Count the lines in the items below that contain the word "muzzle", matching case exactly, and give only that number.

* begin Dataset records *

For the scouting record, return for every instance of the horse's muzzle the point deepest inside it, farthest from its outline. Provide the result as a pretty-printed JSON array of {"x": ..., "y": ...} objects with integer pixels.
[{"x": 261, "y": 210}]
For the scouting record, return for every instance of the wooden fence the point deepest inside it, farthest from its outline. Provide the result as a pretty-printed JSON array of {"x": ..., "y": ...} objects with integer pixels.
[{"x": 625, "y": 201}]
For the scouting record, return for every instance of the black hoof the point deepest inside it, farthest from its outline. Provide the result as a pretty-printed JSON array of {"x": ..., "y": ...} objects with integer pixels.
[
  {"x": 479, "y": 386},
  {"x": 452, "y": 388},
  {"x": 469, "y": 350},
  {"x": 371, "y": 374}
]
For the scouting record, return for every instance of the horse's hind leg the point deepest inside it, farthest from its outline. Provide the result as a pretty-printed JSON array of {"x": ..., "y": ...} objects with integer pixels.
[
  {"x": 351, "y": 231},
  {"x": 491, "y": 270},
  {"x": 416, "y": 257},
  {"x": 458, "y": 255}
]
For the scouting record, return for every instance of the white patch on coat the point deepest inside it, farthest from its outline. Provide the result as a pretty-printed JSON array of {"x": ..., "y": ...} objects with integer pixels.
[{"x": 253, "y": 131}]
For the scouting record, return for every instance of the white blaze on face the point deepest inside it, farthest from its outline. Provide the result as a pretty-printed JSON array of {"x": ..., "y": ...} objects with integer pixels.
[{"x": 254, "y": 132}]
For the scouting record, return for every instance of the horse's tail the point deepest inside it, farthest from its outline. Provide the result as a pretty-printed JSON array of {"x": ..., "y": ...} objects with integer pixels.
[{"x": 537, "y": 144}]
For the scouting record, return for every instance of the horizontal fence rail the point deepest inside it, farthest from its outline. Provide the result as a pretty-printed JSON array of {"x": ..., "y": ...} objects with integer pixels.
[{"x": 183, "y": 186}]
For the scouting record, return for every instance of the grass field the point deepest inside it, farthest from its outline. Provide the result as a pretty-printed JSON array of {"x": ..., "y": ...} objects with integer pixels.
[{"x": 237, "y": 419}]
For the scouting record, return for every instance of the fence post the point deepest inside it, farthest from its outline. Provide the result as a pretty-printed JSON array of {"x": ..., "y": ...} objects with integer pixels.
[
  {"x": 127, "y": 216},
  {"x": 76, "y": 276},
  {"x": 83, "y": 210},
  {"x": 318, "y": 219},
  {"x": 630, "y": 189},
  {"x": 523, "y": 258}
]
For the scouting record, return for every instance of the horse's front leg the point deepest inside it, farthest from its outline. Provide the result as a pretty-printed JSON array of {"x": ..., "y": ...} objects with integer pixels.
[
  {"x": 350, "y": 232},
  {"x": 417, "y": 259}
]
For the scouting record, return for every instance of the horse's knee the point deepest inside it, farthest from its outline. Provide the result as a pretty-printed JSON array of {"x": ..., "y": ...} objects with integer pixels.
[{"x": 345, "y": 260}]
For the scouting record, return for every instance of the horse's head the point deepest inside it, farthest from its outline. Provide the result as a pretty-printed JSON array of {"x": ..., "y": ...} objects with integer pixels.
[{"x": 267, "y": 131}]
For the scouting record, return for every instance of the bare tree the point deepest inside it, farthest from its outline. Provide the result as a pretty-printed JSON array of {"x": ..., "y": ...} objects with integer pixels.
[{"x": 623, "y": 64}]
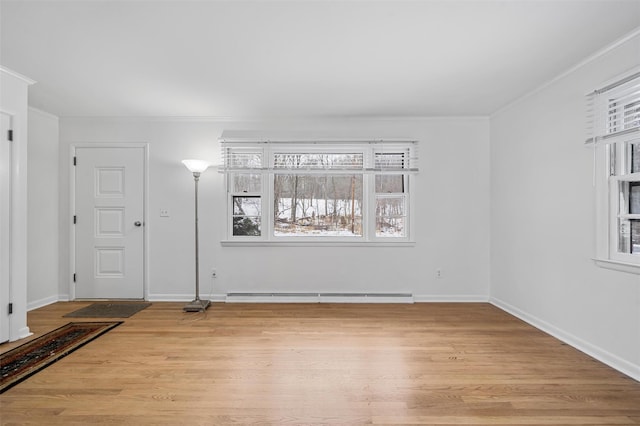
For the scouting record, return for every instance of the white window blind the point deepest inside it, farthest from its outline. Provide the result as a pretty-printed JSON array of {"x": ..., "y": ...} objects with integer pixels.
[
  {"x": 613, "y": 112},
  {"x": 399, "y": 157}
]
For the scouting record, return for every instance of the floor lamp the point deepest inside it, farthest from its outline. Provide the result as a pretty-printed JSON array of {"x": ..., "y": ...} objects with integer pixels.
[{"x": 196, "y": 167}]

* end Dataset records *
* begin Dataset records *

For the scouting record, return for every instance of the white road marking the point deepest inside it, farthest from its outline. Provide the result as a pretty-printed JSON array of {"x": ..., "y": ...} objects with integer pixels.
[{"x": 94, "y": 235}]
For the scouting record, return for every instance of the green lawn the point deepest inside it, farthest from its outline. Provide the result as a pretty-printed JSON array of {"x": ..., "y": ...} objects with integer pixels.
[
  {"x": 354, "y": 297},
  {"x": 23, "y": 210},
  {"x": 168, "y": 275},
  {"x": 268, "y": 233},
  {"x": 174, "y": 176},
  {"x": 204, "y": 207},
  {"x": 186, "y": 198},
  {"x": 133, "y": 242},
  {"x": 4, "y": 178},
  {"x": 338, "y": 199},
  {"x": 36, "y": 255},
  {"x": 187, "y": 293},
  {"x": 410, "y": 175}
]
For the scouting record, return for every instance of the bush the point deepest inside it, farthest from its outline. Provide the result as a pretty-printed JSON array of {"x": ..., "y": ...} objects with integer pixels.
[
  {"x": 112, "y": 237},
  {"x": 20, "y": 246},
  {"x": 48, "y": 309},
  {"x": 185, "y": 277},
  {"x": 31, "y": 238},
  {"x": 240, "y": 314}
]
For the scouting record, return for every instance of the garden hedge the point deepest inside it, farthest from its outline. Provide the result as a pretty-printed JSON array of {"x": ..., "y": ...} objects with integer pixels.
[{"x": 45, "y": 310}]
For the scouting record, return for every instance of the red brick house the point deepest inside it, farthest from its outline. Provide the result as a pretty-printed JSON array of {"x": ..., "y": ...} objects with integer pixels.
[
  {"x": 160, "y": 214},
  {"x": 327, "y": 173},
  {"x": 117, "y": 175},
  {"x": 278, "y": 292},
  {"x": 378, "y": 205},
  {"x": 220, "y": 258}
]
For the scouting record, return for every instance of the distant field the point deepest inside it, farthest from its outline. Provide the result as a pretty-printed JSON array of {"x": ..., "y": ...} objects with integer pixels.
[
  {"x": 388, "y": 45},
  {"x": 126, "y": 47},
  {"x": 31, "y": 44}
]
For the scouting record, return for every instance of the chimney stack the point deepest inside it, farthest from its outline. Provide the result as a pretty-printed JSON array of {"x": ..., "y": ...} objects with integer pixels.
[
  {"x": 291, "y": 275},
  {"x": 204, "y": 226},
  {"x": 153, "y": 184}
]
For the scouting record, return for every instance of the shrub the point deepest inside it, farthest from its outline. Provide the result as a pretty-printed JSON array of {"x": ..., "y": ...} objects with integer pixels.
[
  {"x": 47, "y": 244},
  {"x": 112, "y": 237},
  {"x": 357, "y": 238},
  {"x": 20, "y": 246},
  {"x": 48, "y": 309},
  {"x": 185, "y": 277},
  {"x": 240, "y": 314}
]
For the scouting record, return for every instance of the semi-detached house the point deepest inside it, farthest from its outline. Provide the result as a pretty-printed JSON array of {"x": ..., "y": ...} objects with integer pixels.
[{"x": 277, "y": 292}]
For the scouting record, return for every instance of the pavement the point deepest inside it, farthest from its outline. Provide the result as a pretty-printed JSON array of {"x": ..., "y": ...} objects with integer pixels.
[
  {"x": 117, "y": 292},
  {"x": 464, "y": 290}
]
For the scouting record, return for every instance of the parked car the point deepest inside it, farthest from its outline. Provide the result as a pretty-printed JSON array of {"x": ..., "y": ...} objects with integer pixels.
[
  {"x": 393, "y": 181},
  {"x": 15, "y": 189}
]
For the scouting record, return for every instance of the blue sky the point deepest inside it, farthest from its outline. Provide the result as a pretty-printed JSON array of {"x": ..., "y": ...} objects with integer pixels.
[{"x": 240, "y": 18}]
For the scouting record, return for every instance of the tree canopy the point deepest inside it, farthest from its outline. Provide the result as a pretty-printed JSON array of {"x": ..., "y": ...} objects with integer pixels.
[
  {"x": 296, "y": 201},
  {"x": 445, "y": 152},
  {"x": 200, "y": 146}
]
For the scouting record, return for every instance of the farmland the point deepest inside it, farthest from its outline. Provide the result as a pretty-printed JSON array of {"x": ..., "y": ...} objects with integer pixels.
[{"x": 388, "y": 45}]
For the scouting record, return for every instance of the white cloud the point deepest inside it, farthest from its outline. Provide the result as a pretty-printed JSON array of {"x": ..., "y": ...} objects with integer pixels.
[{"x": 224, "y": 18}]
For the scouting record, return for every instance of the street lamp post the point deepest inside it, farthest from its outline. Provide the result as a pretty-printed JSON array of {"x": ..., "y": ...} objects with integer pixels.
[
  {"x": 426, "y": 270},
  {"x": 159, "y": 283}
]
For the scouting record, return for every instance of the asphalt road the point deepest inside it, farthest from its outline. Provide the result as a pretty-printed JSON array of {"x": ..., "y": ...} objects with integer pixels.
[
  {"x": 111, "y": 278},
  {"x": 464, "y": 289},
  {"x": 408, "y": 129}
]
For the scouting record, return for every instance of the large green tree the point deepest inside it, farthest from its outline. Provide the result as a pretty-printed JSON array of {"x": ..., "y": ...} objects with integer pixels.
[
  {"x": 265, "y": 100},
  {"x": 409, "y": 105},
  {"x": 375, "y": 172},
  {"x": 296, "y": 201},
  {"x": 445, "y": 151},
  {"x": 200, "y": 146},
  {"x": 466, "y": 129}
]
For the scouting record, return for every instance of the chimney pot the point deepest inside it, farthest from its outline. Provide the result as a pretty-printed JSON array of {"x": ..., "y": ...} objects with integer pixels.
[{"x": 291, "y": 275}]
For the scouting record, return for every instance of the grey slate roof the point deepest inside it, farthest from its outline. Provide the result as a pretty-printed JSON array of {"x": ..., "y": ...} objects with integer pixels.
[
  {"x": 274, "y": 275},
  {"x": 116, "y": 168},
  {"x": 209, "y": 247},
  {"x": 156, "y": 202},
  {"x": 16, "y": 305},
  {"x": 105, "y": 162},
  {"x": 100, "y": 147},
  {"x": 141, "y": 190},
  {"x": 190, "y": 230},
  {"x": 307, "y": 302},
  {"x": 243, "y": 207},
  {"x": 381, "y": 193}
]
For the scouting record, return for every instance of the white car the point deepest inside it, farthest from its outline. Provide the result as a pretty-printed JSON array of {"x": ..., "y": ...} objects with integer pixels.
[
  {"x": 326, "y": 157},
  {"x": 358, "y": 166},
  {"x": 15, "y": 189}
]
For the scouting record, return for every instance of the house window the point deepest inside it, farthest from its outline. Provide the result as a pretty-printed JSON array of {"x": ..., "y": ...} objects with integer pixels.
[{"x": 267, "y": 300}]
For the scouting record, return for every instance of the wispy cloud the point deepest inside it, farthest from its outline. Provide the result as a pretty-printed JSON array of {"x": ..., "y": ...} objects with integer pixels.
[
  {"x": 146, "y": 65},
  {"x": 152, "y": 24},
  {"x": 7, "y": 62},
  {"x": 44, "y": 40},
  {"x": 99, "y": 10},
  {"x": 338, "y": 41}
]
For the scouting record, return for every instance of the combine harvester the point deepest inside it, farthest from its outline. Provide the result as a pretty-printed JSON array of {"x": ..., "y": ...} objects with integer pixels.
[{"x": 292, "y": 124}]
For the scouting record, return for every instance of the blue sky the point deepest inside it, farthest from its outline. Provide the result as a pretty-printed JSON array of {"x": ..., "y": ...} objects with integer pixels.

* end Dataset records *
* begin Dataset records *

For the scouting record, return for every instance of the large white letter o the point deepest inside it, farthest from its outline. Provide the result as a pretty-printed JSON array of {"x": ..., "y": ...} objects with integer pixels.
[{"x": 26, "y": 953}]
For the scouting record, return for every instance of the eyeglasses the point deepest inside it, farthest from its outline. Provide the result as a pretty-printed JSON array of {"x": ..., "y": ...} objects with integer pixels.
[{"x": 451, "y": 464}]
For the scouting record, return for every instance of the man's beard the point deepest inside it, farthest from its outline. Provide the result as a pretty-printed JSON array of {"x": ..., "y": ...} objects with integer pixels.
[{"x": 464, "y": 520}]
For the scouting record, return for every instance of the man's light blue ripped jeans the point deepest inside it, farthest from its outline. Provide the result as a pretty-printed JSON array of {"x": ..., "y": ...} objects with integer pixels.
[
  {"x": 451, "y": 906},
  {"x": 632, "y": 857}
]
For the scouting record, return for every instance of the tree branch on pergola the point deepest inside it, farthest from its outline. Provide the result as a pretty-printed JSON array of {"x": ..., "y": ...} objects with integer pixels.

* end Dataset records *

▶ _Response below_: 1